(Stored records)
******************************
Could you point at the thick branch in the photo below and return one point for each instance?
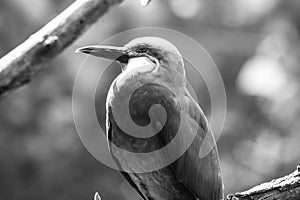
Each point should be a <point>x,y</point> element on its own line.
<point>20,65</point>
<point>287,187</point>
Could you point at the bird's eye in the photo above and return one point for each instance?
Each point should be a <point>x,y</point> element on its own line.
<point>142,50</point>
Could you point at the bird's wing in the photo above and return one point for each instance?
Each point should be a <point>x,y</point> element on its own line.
<point>126,175</point>
<point>200,175</point>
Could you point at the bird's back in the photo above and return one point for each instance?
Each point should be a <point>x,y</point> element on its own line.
<point>187,178</point>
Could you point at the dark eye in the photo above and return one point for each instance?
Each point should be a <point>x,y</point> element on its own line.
<point>142,50</point>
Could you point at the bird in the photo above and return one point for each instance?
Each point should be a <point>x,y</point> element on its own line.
<point>154,68</point>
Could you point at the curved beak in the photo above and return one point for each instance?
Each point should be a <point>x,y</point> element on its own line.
<point>109,52</point>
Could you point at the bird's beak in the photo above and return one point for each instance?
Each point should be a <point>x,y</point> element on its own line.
<point>109,52</point>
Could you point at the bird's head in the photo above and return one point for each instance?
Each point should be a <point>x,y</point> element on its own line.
<point>155,50</point>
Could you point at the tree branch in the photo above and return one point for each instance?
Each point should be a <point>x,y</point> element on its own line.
<point>287,187</point>
<point>20,65</point>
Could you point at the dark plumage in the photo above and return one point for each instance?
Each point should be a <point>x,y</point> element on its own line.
<point>155,67</point>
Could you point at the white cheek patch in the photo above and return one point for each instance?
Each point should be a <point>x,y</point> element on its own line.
<point>134,67</point>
******************************
WORK REQUIRED
Show a copy of each line from the records above in which the string "beak" occurs.

EXERCISE RESULT
Could you point at the curved beak in the photo above and return one point for each instance?
Could you point at the bird's beak in the photo above and return one point for each instance?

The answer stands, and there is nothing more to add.